Excerpt provided.
____

It is evident that every proximinal set is closed and every compact set is proximinal (see [9]).

Let \(2^{D}\) be a family of nonempty subsets of D. We denote by \(\mathcal{C}(D)\), \(\mathcal{P}(D)\) and \(\mathcal{K}(D)\) the families of nonempty closed subsets, nonempty proximinal subsets and nonempty compact subsets of D, respectively. The Hausdorff metric on \(\mathcal{K}(D)\) is defined by

$$\begin{aligned} H(A,B)=\max\Bigl\{ \sup_{x\in A}d(x,B), \sup_{y\in B}d(y,A) \Bigr\} \end{aligned}$$

for all \(A,B\in\mathcal{K}(D)\), where \(d(x,B)=\inf\{d(x,z): z\in B\}\).

Definition 1

A multivalued mapping \(T: D\to2^{D}\) is said to

  1. (i)

    be nonexpansive if, for all \(x,y\in D\),

    $$\begin{aligned} H(Tx,Ty)\leq d(x,y); \end{aligned}$$
  2. (ii)

    be quasi-nonexpansive if \(F(T)\neq\emptyset\) and

    $$\begin{aligned} H(Tx,Tp)\leq d(x,p),\quad \forall p\in F(T), x\in D; \end{aligned}$$
  3. (iii)

    satisfy condition \((E_{\mu})\) provided that

    $$\begin{aligned} d(x, Ty)\leq\mu d(x, Tx)+d(x,y),\quad x,y\in D \mbox{ and } \mu\geq1. \end{aligned}$$

We say that T satisfies condition \((E)\) whenever T satisfies \((E_{\mu})\) for some \(\mu\geq1\).

____

Rows.
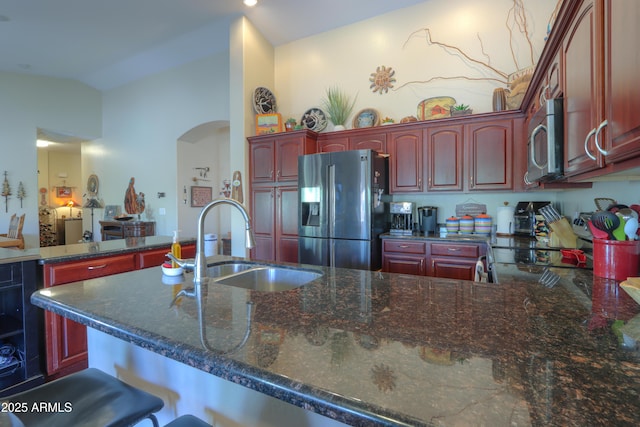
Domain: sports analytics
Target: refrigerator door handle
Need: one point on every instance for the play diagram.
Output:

____

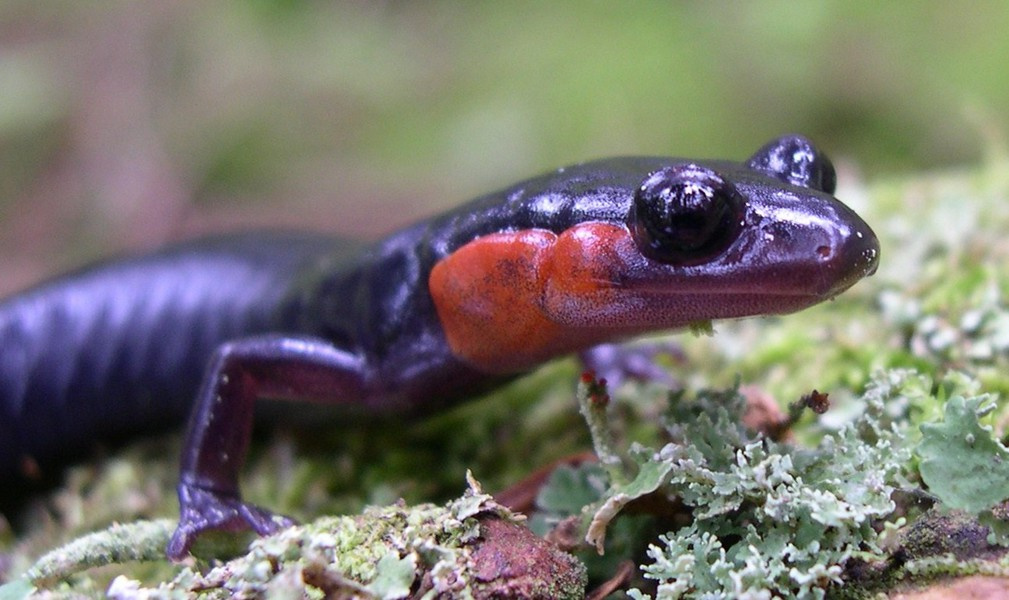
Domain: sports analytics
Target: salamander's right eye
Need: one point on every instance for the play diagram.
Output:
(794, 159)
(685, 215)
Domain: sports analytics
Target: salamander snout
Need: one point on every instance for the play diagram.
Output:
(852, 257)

____

What this exercise asks.
[A] Extract the portion of the passage on multivalued mappings between "be quasi-nonexpansive if" and "for some \(\mu\geq1\).", inclusive, and reproduce it verbatim.
[B] Pull out each line of the records that contains the string "Target".

Responses for each task.
[A]
be quasi-nonexpansive if \(F(T)\neq\emptyset\) and

    $$\begin{aligned} H(Tx,Tp)\leq d(x,p),\quad \forall p\in F(T), x\in D; \end{aligned}$$
  3. (iii)

    satisfy condition \((E_{\mu})\) provided that

    $$\begin{aligned} d(x, Ty)\leq\mu d(x, Tx)+d(x,y),\quad x,y\in D \mbox{ and } \mu\geq1. \end{aligned}$$

We say that T satisfies condition \((E)\) whenever T satisfies \((E_{\mu})\) for some \(\mu\geq1\).

[B]
Target: refrigerator door handle
Target: salamander's right eye
Target: salamander snout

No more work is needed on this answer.